- [TASKS]
**1.** Duplicate the recipe-sharing thread from "well said Layne." up to and including "that....sourcing is #1.".
**2.** In the recipe-sharing thread, how many times does shroomgirl say a recipe was sold to the same publisher?

- [TEXT PASSAGE]
++++++

Trade secrets? I can give the same recipe to 10 different people. I can give them the same ingredients. I can give them the same equipment. I will get 10 different versions. Some will be close. Some will not.

If someone "borrows" a recipe or a dish, I look at it as a compliment. Also I know that my creativity didn't end with that particular dish. There are thousands more new recipes and dishes floating around in the ethernet of the bucket on top of my shoulders.


----------



## shroomgirl (Aug 11, 2000)

well said Layne.

Generous soul.    

I've shared through classes & with friends....sold some for publication, you'd be amazed at how much you get paid for magazine/cookbook/website recipes.  

Written and edited recipes for a grower's market 7 years/24 weeks....lots of recipes.

One of my best friends, chef/owner of a 200 seat restaurant for 25 years, said hey I'll give out recipes all day long...."first you go to the farm and buy a pig, then you......."  Essentially ingredient driven food is just that....sourcing is #1.


----------



## sparkie (Feb 12, 2011)

That's a wonderful attitude. I am fortunate to have had a chef with the same sentiments as a mentor. The world could use a lot more of this. My current surroundings are not so generous. Sometimes it can be hard to remember that there are people who want to give back out there. BTW, "Pay It Forward", love that one!

Shroom: How do you get hooked up with publishing recipes?


----------



## shroomgirl (Aug 11, 2000)

Have a platform, in my case it was as a chef managing an educational chef owned growers' only market & being program chair of a professional culinary group.  So when media came to town I gave them a fun basket representing the BEST of our city's artisan food scene....offered to dine around at fun restaurants and give a tour of the farmer's market.  When they needed help they called....it was an eye opening experience.

* once you sell a recipe it's theirs to alter

*you can sell it numerous times......3 times same publisher, + I still own the recipes and can resell again!

If you write a book, that's just the beginning.  Selling the first one typically comes down to you.

++++++

[Dataset items]
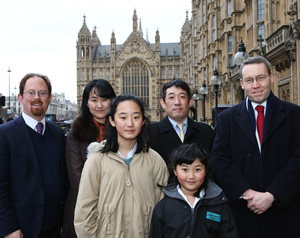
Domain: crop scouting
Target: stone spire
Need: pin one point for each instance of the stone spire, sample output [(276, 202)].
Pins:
[(134, 19)]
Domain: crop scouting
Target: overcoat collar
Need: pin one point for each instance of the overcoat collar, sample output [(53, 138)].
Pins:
[(275, 118)]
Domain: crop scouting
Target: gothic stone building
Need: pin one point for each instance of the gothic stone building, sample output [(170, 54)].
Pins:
[(136, 67), (209, 41)]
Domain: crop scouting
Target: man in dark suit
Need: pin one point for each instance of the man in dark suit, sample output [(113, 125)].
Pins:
[(168, 134), (257, 157), (32, 170)]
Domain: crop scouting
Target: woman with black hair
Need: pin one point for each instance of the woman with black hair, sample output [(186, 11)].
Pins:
[(88, 127), (119, 186)]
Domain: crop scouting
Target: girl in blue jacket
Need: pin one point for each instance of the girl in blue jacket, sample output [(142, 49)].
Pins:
[(193, 205)]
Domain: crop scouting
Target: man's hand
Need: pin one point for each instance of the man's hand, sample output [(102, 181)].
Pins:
[(258, 202), (16, 234)]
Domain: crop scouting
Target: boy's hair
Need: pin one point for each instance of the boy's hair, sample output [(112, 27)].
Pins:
[(187, 154), (111, 134), (178, 84), (102, 89)]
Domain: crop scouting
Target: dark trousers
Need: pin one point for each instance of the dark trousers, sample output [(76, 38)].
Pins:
[(53, 233)]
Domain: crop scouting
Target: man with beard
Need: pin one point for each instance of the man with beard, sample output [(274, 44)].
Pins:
[(32, 169)]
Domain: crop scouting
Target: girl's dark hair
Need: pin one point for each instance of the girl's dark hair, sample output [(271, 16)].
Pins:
[(102, 89), (111, 134), (187, 154)]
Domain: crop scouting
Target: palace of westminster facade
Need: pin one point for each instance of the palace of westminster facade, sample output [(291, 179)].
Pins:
[(209, 41)]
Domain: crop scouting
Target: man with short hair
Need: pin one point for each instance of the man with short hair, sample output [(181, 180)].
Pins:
[(257, 157), (177, 128), (32, 167)]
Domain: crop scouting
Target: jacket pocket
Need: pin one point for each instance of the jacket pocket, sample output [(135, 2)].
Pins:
[(107, 227), (147, 209)]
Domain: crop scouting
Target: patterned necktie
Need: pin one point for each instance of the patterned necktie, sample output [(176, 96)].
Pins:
[(260, 121), (181, 134), (39, 128)]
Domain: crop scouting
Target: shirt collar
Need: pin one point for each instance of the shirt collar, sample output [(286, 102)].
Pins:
[(31, 122), (174, 124), (130, 153), (255, 104)]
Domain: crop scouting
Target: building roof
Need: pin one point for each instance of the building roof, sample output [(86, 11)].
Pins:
[(165, 49)]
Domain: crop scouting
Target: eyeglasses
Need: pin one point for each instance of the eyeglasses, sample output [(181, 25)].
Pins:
[(258, 79), (32, 93)]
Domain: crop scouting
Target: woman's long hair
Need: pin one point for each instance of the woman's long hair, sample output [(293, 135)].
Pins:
[(102, 89), (111, 134)]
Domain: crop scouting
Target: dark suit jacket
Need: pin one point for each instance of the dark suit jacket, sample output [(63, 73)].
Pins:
[(21, 188), (163, 137), (240, 166)]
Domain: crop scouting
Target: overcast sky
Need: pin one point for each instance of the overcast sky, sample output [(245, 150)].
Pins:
[(40, 35)]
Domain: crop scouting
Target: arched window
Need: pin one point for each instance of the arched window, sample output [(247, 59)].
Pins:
[(136, 80), (213, 28), (82, 51)]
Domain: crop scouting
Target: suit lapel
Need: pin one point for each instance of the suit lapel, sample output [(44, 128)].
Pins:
[(275, 118), (243, 121), (167, 129), (190, 128), (28, 146)]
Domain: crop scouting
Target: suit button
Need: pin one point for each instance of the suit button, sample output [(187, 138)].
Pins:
[(128, 183)]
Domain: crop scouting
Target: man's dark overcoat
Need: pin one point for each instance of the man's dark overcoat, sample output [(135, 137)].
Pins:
[(239, 166), (21, 188)]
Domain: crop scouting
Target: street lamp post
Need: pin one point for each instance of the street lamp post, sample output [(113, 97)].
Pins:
[(239, 59), (196, 97), (8, 87), (15, 100), (215, 80), (203, 92)]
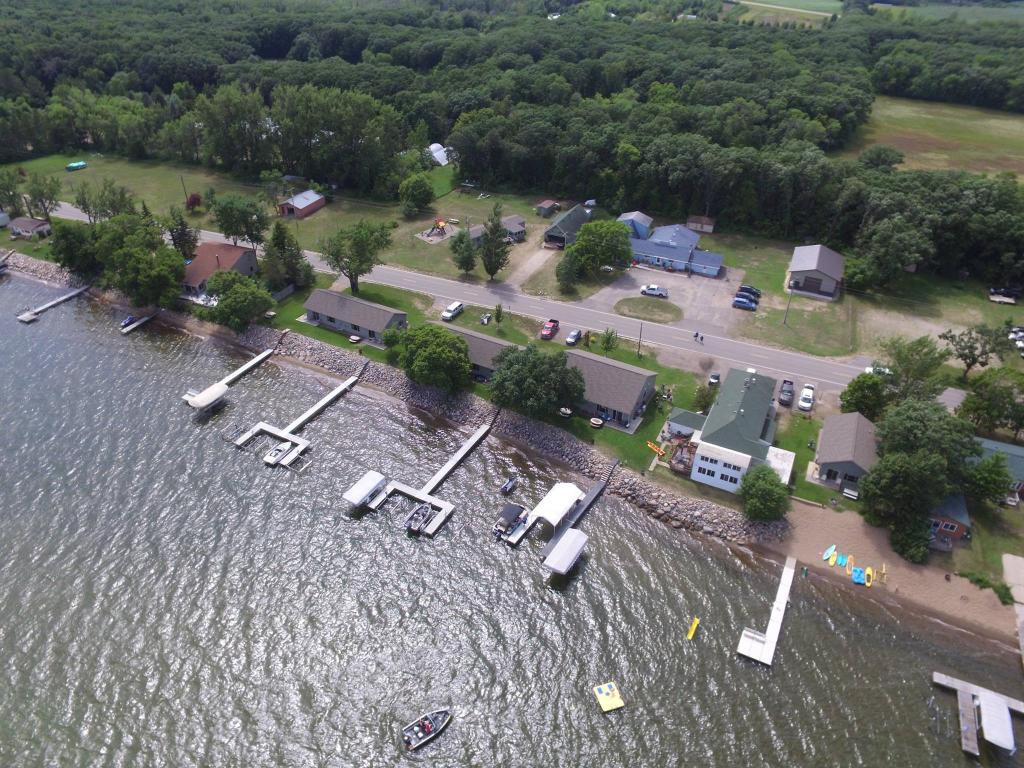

++++++

- [RESULTS FOR EACH TASK]
**1.**
well said Layne.

Generous soul.    

I've shared through classes & with friends....sold some for publication, you'd be amazed at how much you get paid for magazine/cookbook/website recipes.  

Written and edited recipes for a grower's market 7 years/24 weeks....lots of recipes.

One of my best friends, chef/owner of a 200 seat restaurant for 25 years, said hey I'll give out recipes all day long...."first you go to the farm and buy a pig, then you......."  Essentially ingredient driven food is just that....sourcing is #1.

**2.** Three times.